====== Dataset records

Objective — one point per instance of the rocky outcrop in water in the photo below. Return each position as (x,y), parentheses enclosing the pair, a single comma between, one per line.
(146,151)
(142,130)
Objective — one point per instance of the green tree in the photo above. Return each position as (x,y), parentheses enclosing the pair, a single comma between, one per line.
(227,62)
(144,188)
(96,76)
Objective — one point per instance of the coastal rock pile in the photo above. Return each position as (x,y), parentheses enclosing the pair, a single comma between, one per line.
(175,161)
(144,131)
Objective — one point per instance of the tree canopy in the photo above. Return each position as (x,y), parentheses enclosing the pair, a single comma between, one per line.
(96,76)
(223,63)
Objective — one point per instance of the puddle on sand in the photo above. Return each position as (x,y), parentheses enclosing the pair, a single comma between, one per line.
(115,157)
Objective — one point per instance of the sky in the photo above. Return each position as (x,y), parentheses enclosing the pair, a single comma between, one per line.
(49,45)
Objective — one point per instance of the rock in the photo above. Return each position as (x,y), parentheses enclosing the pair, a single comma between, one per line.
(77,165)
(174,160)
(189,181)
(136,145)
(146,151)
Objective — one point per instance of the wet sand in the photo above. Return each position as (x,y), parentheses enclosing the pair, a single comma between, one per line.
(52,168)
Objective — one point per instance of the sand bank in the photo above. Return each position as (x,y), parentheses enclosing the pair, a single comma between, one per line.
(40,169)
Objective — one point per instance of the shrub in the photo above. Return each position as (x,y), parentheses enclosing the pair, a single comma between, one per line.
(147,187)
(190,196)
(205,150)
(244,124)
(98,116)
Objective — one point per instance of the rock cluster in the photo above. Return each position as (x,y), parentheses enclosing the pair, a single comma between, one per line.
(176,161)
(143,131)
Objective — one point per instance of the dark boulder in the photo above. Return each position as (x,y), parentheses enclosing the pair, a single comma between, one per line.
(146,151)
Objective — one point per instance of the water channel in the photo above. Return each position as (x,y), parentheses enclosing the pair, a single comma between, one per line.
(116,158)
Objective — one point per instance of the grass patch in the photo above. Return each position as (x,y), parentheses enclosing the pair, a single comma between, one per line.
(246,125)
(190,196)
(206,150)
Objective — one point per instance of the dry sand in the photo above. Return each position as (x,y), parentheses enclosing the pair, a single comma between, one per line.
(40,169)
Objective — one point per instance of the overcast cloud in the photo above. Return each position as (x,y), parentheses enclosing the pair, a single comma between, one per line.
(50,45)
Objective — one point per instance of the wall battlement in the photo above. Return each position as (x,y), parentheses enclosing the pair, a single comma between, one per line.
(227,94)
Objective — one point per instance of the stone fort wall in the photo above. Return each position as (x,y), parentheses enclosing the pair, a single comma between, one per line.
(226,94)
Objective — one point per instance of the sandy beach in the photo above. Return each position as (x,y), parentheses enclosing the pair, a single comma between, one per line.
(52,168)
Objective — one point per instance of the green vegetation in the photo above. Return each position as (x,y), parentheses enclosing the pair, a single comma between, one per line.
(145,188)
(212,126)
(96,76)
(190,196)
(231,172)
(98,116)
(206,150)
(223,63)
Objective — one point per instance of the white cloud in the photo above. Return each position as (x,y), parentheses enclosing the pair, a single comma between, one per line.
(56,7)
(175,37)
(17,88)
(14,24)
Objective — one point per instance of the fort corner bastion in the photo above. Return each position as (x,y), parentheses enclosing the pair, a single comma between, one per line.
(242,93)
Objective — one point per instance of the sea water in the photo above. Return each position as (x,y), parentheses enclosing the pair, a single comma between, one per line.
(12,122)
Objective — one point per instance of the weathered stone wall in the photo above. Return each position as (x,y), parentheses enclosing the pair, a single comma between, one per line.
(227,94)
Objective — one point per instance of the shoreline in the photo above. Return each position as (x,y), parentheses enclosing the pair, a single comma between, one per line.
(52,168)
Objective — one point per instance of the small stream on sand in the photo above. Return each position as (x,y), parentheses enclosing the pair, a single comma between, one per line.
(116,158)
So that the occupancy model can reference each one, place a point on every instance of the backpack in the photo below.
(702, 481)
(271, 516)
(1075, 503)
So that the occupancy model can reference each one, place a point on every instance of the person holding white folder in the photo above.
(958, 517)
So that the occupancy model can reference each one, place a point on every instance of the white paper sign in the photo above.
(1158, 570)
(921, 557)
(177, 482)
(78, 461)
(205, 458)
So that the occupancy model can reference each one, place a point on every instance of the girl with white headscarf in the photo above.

============

§ **Your objective**
Go through the records and copy all of them exactly.

§ **Task response**
Objective — one point per instance of the rocky outcrop in water in the photo below. Return each position as (x,y), parentheses enclosing the pair, a single comma between, one per line.
(146,151)
(142,130)
Objective — one point per instance of the green tree in the photo above. Return each position as (x,y), parentheses enclosing the pair, a single comma between, one per line.
(227,62)
(144,188)
(96,76)
Objective — one point per instance of the coastal rock pile in the photo above. Return each position as (x,y), parentheses enclosing the pair, a single comma between, one per line.
(175,161)
(144,131)
Objective — one point per instance of the tree canopy in the photo above. Return each position as (x,y), parentheses enclosing the pair, a single comma between, one per line.
(96,76)
(223,63)
Objective — one point per instance of the puddle on sand in the photo above. Return each position as (x,y), parentheses enclosing the pair, a single comma between, one per line.
(115,157)
Objective — one point per instance of the sky in the photo above. Return each position as (x,y), parentheses enclosing the pair, a single comma between, one per line.
(49,45)
Objective — one point per instance of the rock in the photo above. Return each position as (x,y), parentheses enclosing the pair, a single comma between, one per line.
(77,165)
(174,160)
(189,181)
(136,145)
(146,151)
Objective — one point per instance of the wet sand in the photo above. Return each position as (x,y), parentheses enclosing the pair, a single comma between, one per line.
(52,168)
Objective — one point per instance of the sand bank in the photo above. Return each position as (x,y), parentheses enclosing the pair, a single comma between, one per line.
(40,169)
Objective — one point per instance of the shrub in the photo above. Return each position as (x,y), parentheses enclosing the pair, a single comma between, one per line.
(147,187)
(190,196)
(205,150)
(244,124)
(98,116)
Objective — one point per instance of the rock cluster in the photo above. Return each position as (x,y), parentheses enclosing the pair, a single comma between, one per line.
(176,161)
(143,131)
Objective — one point per instance of the dark boulder in the photo above. Return each position as (x,y), parentheses enclosing the pair, a single comma between, one per line.
(146,151)
Objective — one point per instance of the water channel in the photo above. Return each position as (x,y), parentheses enclosing the pair, a single comma between, one per line.
(116,158)
Objective — one point per instance of the grass patch in the photo above. Return each position as (x,y), parentheses enclosing the pair, a single comma between, one per line.
(246,125)
(190,196)
(206,150)
Objective — one point per instance of the dry sand in the photo above. Return each position as (x,y), parentheses enclosing the pair, a single comma between, one per line.
(40,169)
Objective — one point per instance of the overcast cloud in the photo above. Return each position as (x,y), parentheses enclosing the pair, a single comma between, one per line.
(50,45)
Objective — one point per instance of the wall battlement in the photo above. Return each position as (x,y), parentheses enclosing the pair, a single comma between, one per line.
(227,94)
Objective — one point per instance of the stone fort wall in the photo above. Return each position as (x,y), parentheses enclosing the pair, a single comma between, one per line.
(226,94)
Objective — one point per instance of the sandy beach in the photo above. Return each position as (x,y), parentheses enclosing the pair, a single comma between, one per line.
(52,168)
Objective — one point per instance of the green vegetation in the photo above. Return each position as (x,y), parentheses enclosing the pair, a single comma between, one per line.
(145,188)
(212,126)
(96,76)
(190,196)
(231,172)
(98,116)
(206,150)
(223,63)
Objective — one point per instance of the white cloud in the photo above. Return each position as (x,y), parentheses enclosing the pair, a single comma between, one per line.
(56,7)
(175,37)
(17,88)
(14,24)
Objective — one point per instance of the fort corner bastion in the photo above. Return each position as (x,y), parentheses enclosing the pair, a single comma between, one per line.
(242,93)
Objective — one point per instance of the sea water in the photo above. Return each position as (x,y), parentheses enclosing the pair, a single comma between, one per line.
(12,122)
Objective — one point per instance of the weathered stone wall in the photo above. Return each position as (x,y), parentheses enclosing the pair, a single comma between, one per line.
(227,94)
Objective — one point per instance of the shoreline in the photo above. Return each position as (x,y), parentheses enclosing the pair, a single comma between, one per line.
(52,168)
Objective — one point per instance of the small stream on sand in the photo above. Return each position as (x,y), parentheses enclosing the pair, a single comma between, one per line.
(116,158)
So that the occupancy model can reference each one, place a point on every instance of the backpack in the photo below.
(702, 481)
(271, 516)
(1075, 503)
So that the occupancy model can reference each one, place a point on every instance of the person holding white folder in the photo above.
(958, 517)
So that the occupancy model can reference each one, place a point on every instance of the white paper sign in the photo above.
(1158, 570)
(921, 557)
(177, 482)
(78, 461)
(205, 458)
So that the occupancy model can reference each one, place a point on every instance of the girl with white headscarf in the photo above.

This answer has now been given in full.